> 练习题目 A
这篇 Codeforces Present 题解里，外层循环旁的注释说最多处理多少位？

> 文章节选
# # # #

Codeforces Round #626 Div. 2 D. Present（二分 状态压缩）

https://codeforces.com/contest/1323/problem/D

 上个题解....

#include<bits/stdc++.h>
using namespace std;
typedef long long ll;
const int maxn = 4e5+5;
int a[maxn],b[maxn];
int n; 
int main(){
    scanf("%d",&n);
    int ans = 0;
    for(int i = 1;i<=n;i++) scanf("%d",&a[i]);
    for(int i = 0;i<25;i++){ //最多25位 
        for(int j = 1;j<=n;j++) b[j] = a[j]%(1<<(i+1));
        sort(b+1,b+1+n);
        for(int j = 1;j<=n;j++){
            int l = max(0,(1<<i)-b[j]);//第一段区间的左端点 
            int r = ( (1<<(i+1) ) - 1) - b[j] ;//第一段区间的右端点 
            int range = upper_bound(b+1,b+j,r)-lower_bound(b+1,b+j,l);
            if(range&1) ans^=(1<<i);
            l = max(0,( (1<<(i+1)) +(1<<i)-b[j] ) );//第二段区间的左端点 
            r = ( (1<<(i+2)) -1)-b[j];//第二段区间的右端点 
            range = upper_bound(b+1,b+j,r)-lower_bound(b+1,b+j,l);
            if(range&1) ans^=(1<<i); 
            //用二分求出区间长度range 
        } 
    }
    printf("%d",ans);
    return 0;
}

# # # #

> 输入数据
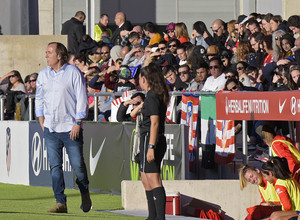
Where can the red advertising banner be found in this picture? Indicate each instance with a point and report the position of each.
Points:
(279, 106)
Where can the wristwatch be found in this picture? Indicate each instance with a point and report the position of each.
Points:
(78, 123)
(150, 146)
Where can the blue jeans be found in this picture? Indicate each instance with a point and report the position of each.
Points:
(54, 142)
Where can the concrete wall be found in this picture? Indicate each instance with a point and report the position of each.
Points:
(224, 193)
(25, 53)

# # # #

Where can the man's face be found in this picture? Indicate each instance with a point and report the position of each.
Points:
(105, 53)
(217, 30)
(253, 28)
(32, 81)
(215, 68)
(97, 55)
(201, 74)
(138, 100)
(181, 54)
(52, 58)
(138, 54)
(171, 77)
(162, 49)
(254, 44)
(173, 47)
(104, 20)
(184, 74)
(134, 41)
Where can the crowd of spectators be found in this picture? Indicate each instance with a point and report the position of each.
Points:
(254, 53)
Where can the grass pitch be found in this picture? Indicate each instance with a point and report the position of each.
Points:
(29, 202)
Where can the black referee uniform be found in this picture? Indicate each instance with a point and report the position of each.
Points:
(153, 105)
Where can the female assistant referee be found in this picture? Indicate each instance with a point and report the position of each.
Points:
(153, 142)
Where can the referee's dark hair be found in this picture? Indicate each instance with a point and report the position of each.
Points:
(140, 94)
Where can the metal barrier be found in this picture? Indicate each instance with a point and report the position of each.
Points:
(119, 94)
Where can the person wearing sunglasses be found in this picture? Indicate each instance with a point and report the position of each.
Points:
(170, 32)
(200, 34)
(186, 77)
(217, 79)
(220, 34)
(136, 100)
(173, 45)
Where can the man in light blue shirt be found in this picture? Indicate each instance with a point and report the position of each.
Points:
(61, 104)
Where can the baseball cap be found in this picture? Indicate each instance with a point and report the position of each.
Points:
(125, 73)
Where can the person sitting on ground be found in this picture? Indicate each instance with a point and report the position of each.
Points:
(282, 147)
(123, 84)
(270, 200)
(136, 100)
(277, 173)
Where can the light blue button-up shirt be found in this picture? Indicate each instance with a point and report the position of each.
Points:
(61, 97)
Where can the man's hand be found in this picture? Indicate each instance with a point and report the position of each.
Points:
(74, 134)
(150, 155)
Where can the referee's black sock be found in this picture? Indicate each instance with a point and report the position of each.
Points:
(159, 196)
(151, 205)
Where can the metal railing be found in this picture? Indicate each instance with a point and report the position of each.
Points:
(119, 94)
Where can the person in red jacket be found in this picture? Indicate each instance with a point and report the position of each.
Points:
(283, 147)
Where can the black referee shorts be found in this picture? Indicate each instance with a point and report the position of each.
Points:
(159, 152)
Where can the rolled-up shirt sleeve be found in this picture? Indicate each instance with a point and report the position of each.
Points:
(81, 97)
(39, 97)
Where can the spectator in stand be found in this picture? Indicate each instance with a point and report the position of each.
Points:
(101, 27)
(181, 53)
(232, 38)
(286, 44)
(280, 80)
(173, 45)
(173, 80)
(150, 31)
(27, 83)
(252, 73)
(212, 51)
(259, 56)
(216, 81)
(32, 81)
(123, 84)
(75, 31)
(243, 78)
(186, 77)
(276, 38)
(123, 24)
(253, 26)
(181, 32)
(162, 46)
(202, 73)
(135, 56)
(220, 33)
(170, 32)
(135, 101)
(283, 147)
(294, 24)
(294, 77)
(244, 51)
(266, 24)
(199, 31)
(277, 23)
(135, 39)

# # # #

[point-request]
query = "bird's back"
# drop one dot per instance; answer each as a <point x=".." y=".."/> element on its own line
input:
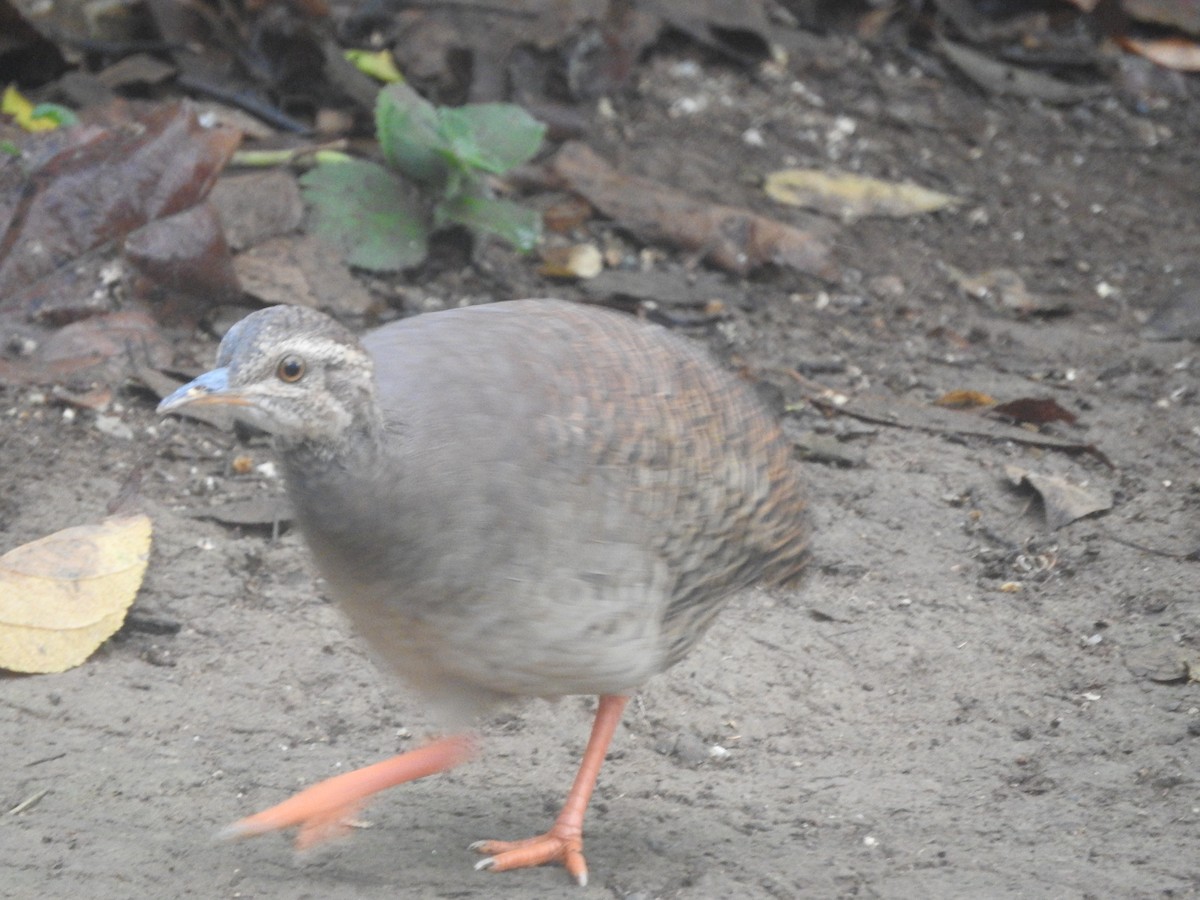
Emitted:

# # # #

> 练习题目 B
找出上面所有含有字符串“metal”的行，逐行照抄下来，大小写不同的不算。

> 输出结果 A
最多 25 位。

> 输出结果 B
Where can the metal barrier be found in this picture? Indicate each instance with a point and report the position of each.
Where can the metal railing be found in this picture? Indicate each instance with a point and report the position of each.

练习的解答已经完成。